→ TASK INSTRUCTIONS
Filter the listing below, keeping only the lines that contain the word "tree", and copy each of those lines in full.
╭─ RECORD EXCERPTS
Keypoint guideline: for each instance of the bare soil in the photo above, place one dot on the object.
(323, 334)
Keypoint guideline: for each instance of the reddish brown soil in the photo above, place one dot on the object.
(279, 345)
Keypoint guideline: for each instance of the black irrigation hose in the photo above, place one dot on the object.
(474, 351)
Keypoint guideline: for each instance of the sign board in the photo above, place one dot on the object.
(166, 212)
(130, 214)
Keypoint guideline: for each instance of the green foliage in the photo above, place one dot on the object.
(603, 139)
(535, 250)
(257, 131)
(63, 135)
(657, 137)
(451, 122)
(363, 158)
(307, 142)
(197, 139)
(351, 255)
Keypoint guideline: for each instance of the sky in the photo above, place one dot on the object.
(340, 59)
╰─
╭─ RECORD EXCERPTS
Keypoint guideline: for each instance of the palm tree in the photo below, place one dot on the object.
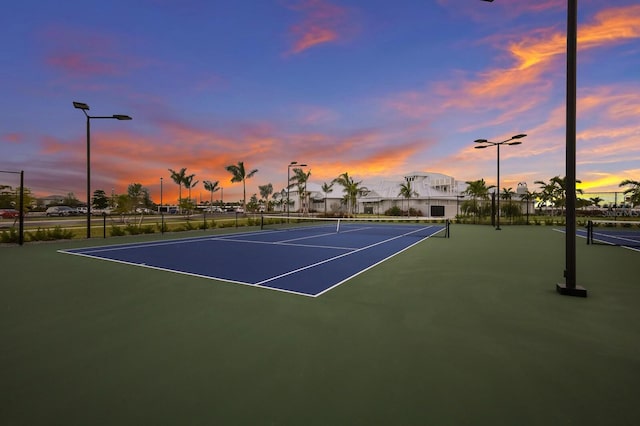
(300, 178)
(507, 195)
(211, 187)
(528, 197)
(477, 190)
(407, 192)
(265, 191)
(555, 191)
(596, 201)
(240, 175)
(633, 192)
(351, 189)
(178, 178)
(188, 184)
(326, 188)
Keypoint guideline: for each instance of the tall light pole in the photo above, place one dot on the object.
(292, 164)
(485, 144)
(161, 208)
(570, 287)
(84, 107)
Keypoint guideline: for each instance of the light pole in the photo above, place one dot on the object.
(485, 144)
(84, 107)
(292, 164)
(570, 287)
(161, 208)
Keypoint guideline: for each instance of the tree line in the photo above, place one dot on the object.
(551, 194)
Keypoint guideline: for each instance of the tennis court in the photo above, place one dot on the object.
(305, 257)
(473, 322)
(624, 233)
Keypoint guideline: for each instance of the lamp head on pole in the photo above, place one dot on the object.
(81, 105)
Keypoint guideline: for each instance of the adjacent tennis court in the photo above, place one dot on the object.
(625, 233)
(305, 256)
╰─
→ THE ANSWER
Keypoint guideline: for each instance of the palm tree in the photo below, place one dot on the object.
Keypoint guideline: for each instance of the tree line in the photo above, place one dot on the object.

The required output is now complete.